| Estratto della pagina |
_____
Un alto QI è correlato a una carriera di successo, ma non necessariamente alla felicità. Le persone con un QI elevato tendono a essere apprezzate sul lavoro e a guadagnare di più, ma si tratta soltanto di una correlazione e, come tale, imperfetta. Per questo motivo può capitare di imbattersi in persone molto intelligenti che lavorano poco e male. Inoltre, la correlazione tra elevato QI e felicità è in genere positiva, ma non così statisticamente rilevante da risultare garantita.
Le persone ricche e di successo tendono ad alzare l’asticella della soddisfazione personale e a confrontare gli obiettivi raggiunti con i traguardi altrui: per questo tendono spesso ad essere scontente. Infine, il QI non è legato ad altri tratti importanti di personalità (come l’essere estroversi, gradevoli o avere stabilità emotiva). L’unico a cui è correlato, è l’apertura a nuove esperienze.

Se sei stato un bambino intelligente, sarai un anziano intelligente: in pratica, ognuno si tiene quello che ha: anche se le facoltà cognitive subiscono un declino con l’età che avanza, esiste una forte correlazione tra il QI registrato in tenera età (per esempio, a 11 anni, come testato in uno studio scozzese) e quello che si ha da anziani (90 anni, secondo lo stesso studio). Esperienza a parte, l’intelligenza rimane piuttosto stabile nel corso della vita. Nella foto, Lydia Sebastian, una 12enne inglese con un quoziente intellettivo maggiore di Albert Einstein e Stephen Hawking.
_____
| Dati archiviati |
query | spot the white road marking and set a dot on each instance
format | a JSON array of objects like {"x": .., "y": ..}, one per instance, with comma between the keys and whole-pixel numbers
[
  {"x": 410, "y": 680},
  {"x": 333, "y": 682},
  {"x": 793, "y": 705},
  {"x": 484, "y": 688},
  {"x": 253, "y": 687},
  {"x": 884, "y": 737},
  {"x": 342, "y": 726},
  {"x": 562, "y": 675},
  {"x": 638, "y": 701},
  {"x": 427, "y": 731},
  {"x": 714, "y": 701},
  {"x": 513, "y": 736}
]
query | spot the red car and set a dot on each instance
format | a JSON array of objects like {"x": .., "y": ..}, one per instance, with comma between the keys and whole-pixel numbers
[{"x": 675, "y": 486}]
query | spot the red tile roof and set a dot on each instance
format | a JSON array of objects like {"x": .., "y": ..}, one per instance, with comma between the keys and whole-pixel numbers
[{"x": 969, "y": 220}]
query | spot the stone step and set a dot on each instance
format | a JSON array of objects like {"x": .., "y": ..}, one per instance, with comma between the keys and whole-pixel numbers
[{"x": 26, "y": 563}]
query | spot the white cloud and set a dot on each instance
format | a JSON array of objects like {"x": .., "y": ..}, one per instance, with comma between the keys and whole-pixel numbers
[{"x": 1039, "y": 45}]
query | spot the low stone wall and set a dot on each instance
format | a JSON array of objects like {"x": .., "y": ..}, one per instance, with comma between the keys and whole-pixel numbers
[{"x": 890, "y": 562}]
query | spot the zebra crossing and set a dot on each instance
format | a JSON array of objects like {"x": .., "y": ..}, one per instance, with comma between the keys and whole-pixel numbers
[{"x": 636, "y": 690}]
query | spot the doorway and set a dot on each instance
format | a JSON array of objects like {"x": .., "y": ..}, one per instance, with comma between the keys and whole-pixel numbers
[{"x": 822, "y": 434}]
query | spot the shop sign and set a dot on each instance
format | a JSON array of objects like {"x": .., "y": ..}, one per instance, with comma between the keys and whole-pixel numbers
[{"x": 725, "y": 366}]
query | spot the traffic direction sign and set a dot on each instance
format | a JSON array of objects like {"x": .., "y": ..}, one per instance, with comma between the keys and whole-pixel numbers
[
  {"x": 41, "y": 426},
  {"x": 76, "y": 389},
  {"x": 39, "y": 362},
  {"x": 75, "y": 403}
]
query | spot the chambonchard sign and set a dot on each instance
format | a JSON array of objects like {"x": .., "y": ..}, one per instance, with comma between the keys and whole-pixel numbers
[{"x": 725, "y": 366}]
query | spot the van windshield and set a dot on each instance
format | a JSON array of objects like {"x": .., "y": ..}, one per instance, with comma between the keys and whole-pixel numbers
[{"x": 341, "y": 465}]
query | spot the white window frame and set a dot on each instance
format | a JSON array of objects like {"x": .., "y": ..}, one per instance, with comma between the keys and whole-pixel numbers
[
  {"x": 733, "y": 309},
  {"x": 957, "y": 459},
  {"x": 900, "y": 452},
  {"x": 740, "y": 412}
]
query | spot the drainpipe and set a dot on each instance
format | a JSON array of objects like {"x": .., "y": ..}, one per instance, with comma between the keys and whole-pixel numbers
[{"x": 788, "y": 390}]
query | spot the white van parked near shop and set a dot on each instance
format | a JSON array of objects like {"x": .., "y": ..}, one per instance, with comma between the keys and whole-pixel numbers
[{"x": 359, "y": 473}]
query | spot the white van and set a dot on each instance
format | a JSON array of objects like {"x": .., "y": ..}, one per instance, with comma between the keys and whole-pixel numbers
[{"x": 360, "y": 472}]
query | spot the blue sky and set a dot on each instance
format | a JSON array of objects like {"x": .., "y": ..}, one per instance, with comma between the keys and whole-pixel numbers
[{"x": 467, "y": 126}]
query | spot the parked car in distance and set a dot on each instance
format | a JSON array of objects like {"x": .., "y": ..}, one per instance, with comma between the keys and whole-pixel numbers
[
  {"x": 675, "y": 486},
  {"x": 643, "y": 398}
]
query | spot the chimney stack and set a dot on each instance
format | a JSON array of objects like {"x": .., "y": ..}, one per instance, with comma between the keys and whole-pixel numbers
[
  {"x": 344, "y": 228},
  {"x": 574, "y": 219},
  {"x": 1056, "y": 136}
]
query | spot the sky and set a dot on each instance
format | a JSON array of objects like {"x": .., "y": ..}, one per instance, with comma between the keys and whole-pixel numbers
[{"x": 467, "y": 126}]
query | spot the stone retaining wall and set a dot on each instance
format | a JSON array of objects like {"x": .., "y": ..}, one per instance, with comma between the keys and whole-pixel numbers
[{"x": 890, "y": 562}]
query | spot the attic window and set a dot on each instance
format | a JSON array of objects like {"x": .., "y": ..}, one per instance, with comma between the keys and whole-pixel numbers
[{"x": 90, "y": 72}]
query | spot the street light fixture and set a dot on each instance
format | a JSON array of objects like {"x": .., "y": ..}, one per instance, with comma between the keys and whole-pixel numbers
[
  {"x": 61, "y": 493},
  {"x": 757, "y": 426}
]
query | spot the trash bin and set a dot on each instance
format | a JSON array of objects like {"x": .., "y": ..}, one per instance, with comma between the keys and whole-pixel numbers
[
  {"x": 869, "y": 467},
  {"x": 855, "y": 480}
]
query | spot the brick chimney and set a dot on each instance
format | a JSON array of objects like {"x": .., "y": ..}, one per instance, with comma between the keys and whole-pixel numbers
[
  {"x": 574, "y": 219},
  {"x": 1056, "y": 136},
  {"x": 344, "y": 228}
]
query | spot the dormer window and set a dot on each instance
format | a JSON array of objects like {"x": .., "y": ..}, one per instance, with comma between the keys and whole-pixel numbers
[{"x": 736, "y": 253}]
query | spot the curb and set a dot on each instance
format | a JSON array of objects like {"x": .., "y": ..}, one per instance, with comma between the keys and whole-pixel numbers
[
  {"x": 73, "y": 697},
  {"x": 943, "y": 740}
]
_____
| Esplora il materiale |
(A) Cita la parte dell'estratto sul QI che si apre con le parole contenenti "Le persone ricche" e si chiude con "a nuove esperienze.".
(B) Rispondi brevemente a queste domande sull'estratto sul QI.
(i) Con quale tratto di personalità è correlato il QI?
(ii) A quali età è stato misurato il QI nello studio scozzese citato?
(iii) Che cosa fanno le persone ricche e di successo che le porta spesso a essere scontente?
Le righe non servono per svolgere i compiti.

| Risposte ai compiti |
(A)
Le persone ricche e di successo tendono ad alzare l’asticella della soddisfazione personale e a confrontare gli obiettivi raggiunti con i traguardi altrui: per questo tendono spesso ad essere scontente. Infine, il QI non è legato ad altri tratti importanti di personalità (come l’essere estroversi, gradevoli o avere stabilità emotiva). L’unico a cui è correlato, è l’apertura a nuove esperienze.

(B)
(i) Con l'apertura a nuove esperienze.
(ii) A 11 anni e a 90 anni.
(iii) Alzano l'asticella della soddisfazione personale e confrontano gli obiettivi raggiunti con i traguardi altrui.